Beginning at the line that contains "One point goes on every instance of the patch", transcribe the remaining lines of the listing exactly; include the final line and omit everything before.

**Data records**
________

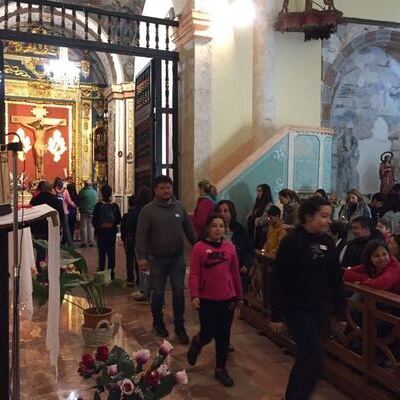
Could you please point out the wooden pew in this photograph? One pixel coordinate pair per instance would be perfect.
(365, 362)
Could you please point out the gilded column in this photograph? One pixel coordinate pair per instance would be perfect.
(120, 140)
(86, 146)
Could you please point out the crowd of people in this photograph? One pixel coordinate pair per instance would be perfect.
(314, 246)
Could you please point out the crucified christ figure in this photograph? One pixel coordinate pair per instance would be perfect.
(39, 126)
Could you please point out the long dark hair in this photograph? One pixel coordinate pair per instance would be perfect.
(232, 210)
(290, 194)
(263, 201)
(370, 249)
(72, 190)
(106, 192)
(310, 207)
(58, 183)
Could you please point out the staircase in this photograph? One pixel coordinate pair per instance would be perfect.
(297, 157)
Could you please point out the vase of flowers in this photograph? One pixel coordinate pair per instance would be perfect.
(116, 375)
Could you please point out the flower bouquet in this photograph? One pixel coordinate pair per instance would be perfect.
(117, 375)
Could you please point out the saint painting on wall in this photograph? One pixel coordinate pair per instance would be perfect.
(386, 172)
(100, 144)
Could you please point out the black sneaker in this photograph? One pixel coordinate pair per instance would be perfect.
(161, 330)
(182, 336)
(223, 376)
(193, 352)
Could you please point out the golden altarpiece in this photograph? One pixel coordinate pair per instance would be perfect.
(63, 125)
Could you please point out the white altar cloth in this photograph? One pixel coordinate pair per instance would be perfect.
(53, 313)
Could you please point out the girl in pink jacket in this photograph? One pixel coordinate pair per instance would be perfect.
(215, 289)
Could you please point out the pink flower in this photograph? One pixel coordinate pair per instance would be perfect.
(87, 361)
(163, 371)
(127, 386)
(181, 378)
(165, 348)
(142, 356)
(152, 378)
(112, 370)
(102, 353)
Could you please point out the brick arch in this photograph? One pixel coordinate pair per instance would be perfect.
(332, 76)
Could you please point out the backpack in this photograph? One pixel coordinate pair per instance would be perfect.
(107, 218)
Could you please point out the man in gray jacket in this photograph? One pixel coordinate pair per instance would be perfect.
(160, 249)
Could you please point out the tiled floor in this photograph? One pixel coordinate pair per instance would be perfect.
(259, 368)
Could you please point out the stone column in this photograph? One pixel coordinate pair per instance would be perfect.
(192, 39)
(264, 49)
(120, 100)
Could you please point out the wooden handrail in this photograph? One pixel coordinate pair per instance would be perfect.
(94, 10)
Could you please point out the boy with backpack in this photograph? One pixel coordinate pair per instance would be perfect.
(106, 218)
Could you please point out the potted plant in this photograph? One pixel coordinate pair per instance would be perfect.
(75, 280)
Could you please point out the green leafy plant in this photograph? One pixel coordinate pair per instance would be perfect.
(117, 375)
(75, 280)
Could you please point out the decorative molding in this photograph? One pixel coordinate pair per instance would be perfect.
(192, 24)
(120, 91)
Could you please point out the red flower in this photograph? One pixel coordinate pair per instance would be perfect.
(87, 361)
(85, 372)
(102, 353)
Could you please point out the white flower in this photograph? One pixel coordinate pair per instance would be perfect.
(141, 356)
(165, 348)
(112, 370)
(127, 386)
(163, 371)
(181, 378)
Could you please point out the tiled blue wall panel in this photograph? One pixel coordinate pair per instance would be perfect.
(306, 163)
(270, 168)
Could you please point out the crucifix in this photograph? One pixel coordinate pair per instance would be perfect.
(39, 125)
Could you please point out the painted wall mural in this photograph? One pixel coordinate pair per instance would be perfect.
(361, 102)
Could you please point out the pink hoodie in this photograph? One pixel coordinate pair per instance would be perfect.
(214, 272)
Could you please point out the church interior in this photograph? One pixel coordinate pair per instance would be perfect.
(295, 94)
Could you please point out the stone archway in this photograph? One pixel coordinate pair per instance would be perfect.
(364, 73)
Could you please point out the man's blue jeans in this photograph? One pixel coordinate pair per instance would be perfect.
(162, 268)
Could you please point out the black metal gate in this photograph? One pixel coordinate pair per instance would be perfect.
(155, 123)
(88, 28)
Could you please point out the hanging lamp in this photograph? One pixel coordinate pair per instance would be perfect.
(316, 23)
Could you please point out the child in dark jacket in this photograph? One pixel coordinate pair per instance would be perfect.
(106, 218)
(215, 289)
(379, 270)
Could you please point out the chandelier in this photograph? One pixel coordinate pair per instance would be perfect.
(316, 23)
(62, 71)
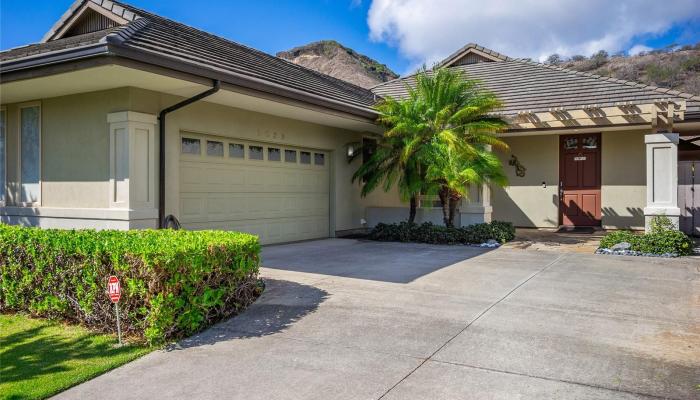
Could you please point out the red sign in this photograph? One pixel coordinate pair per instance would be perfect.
(114, 289)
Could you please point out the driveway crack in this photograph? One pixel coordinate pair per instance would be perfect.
(481, 314)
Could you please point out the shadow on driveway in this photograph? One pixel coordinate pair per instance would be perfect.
(282, 304)
(379, 261)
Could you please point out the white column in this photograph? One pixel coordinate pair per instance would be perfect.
(662, 177)
(132, 156)
(477, 208)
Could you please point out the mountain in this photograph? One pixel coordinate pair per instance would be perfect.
(677, 69)
(336, 60)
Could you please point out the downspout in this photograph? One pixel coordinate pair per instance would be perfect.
(161, 147)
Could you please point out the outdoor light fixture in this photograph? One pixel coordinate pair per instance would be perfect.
(351, 150)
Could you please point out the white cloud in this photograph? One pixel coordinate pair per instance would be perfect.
(638, 48)
(429, 30)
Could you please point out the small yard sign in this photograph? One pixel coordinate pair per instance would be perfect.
(114, 289)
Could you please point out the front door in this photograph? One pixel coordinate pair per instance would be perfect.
(579, 180)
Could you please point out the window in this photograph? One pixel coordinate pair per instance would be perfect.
(236, 150)
(255, 152)
(319, 158)
(290, 156)
(190, 146)
(215, 149)
(3, 135)
(273, 154)
(30, 155)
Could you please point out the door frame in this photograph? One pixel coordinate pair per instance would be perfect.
(560, 189)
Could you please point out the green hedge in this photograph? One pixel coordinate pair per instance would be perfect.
(438, 234)
(657, 242)
(174, 283)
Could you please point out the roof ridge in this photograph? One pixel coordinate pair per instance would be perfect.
(640, 85)
(456, 55)
(148, 15)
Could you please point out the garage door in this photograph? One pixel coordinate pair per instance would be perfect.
(279, 193)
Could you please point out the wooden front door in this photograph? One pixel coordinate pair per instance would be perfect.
(579, 180)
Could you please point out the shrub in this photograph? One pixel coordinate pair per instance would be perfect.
(174, 283)
(437, 234)
(662, 238)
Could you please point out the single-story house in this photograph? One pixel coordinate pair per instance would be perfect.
(124, 119)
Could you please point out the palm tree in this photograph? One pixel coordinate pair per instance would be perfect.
(438, 140)
(391, 164)
(463, 127)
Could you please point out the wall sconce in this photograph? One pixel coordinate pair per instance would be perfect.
(351, 151)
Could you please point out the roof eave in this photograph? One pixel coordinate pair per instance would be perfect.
(115, 50)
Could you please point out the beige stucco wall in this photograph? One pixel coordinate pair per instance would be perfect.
(206, 118)
(75, 164)
(623, 183)
(525, 202)
(74, 149)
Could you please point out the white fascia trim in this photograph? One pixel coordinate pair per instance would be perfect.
(80, 213)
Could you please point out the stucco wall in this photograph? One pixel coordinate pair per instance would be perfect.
(525, 202)
(623, 181)
(623, 186)
(74, 149)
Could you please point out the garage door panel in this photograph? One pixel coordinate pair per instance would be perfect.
(275, 200)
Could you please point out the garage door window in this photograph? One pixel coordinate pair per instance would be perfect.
(215, 149)
(319, 158)
(290, 156)
(273, 154)
(255, 152)
(190, 146)
(236, 150)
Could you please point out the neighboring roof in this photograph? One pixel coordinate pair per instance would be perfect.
(152, 37)
(524, 85)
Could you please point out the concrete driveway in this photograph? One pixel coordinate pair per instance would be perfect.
(344, 319)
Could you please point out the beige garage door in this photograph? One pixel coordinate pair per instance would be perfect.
(279, 193)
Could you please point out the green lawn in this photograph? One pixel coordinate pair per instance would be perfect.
(39, 358)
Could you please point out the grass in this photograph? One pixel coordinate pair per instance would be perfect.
(39, 358)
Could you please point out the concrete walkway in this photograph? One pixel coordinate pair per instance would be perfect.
(343, 319)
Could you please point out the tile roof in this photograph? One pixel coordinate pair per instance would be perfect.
(55, 45)
(154, 35)
(524, 85)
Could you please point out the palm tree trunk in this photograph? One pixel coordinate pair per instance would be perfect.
(444, 194)
(454, 202)
(413, 205)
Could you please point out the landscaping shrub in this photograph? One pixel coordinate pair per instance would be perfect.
(438, 234)
(662, 238)
(174, 283)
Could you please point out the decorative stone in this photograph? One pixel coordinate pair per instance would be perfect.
(621, 246)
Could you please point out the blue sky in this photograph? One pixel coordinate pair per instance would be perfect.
(270, 26)
(405, 33)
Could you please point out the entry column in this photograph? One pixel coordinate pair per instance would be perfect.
(662, 177)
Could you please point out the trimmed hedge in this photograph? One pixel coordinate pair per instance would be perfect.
(428, 232)
(657, 242)
(174, 282)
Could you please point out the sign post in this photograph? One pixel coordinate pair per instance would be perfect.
(114, 290)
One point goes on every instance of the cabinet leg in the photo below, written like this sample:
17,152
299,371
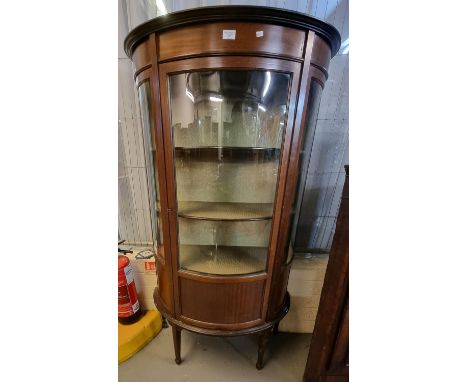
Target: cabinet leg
176,338
262,342
275,328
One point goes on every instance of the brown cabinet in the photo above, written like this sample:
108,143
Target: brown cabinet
227,96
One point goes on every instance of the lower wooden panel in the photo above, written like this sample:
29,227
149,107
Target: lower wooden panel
223,303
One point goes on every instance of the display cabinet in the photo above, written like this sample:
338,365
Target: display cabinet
228,99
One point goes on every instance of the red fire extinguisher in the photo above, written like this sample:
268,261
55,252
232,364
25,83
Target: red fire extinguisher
129,307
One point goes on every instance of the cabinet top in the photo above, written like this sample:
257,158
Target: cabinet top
265,15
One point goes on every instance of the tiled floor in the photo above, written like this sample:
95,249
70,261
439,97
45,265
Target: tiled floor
215,359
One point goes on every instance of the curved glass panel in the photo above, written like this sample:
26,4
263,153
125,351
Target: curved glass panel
144,93
315,94
228,130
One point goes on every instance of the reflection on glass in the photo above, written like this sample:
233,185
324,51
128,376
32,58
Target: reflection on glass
151,170
228,129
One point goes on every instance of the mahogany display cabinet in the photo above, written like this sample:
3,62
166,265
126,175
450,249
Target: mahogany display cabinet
229,99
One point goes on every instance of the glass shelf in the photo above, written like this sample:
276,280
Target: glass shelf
239,153
225,211
222,260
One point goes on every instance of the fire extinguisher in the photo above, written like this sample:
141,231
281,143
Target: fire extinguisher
129,307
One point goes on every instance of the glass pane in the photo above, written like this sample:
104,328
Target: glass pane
228,130
151,170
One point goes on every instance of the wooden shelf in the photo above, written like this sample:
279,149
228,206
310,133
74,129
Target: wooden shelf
225,211
222,260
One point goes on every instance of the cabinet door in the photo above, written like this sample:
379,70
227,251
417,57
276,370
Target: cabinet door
227,125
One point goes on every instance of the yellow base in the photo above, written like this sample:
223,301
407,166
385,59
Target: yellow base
134,337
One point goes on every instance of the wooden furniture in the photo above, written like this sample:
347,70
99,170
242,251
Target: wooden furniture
229,98
328,359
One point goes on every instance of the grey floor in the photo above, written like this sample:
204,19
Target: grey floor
217,359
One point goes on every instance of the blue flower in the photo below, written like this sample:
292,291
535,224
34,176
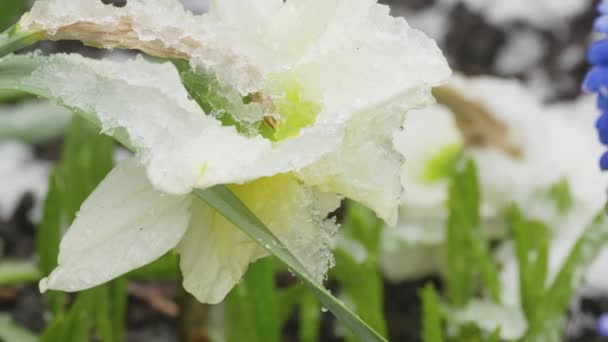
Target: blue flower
596,80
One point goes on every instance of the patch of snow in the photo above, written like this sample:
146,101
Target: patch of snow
490,316
20,173
196,6
521,52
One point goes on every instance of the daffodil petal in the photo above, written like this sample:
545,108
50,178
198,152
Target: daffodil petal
215,254
181,147
123,225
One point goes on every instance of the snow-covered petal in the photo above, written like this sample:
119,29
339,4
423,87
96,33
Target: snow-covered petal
366,167
123,225
179,144
215,254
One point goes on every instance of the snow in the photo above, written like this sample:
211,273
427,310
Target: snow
544,14
558,142
522,51
20,173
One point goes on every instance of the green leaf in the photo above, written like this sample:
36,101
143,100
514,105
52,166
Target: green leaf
77,324
252,308
48,238
362,225
18,272
467,254
15,38
548,321
87,158
10,11
33,122
206,90
442,164
310,318
11,332
562,196
532,249
289,299
362,288
431,315
357,266
225,202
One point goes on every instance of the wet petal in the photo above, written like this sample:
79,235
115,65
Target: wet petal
215,254
123,225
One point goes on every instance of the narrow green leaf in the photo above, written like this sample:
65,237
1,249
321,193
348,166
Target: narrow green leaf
289,299
357,266
467,253
77,324
532,249
48,238
18,272
362,224
252,308
230,206
10,11
442,164
11,332
362,288
495,337
547,323
431,315
15,38
87,158
310,318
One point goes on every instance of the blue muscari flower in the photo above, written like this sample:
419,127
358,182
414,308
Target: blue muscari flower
596,80
602,325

________

**Exercise solution**
One point goes on every instance of the patch of snow in the photo above, written like this sample:
146,101
Target: patch of snow
490,316
20,173
196,6
521,52
One point goes on every instance of the daffodil petal in the photo above, written like this sample:
545,108
50,178
198,152
Target: daffodil petal
215,254
181,147
123,225
One point goes on every instance of the snow-covered petal in the photo above, written like this sample:
119,29
339,4
423,87
96,33
Target: snow-covered petal
366,167
123,225
179,144
215,254
One point goes on every instance of the snow in the photo above, written like this sample:
211,273
427,310
Target: snow
544,14
558,142
522,51
20,173
One point goes on every instance of the green leaf in the photo above, written like this sample:
36,101
143,100
514,105
52,166
Target: green leaf
77,324
252,308
48,238
362,225
18,272
467,254
15,38
548,321
87,158
10,11
33,122
206,90
442,164
310,318
11,332
562,196
532,249
289,299
362,288
431,315
357,266
225,202
One point goes on every instance of the wet petal in the photo above, written like this sample:
79,235
115,65
Target: wet petal
215,254
123,225
One point goes on every instance of the narrow green leaf in the photo above, written like this sample:
65,237
1,249
321,193
348,166
Target: narrow green leaf
289,299
357,266
467,253
77,324
532,249
48,238
18,272
362,224
252,308
230,206
10,11
442,164
11,332
362,288
495,337
547,323
431,315
15,38
87,158
310,318
One point goes on every instance of the blue muscari flower in the photo above, written like this sample:
419,127
358,182
414,308
Target: blue muscari flower
596,80
602,325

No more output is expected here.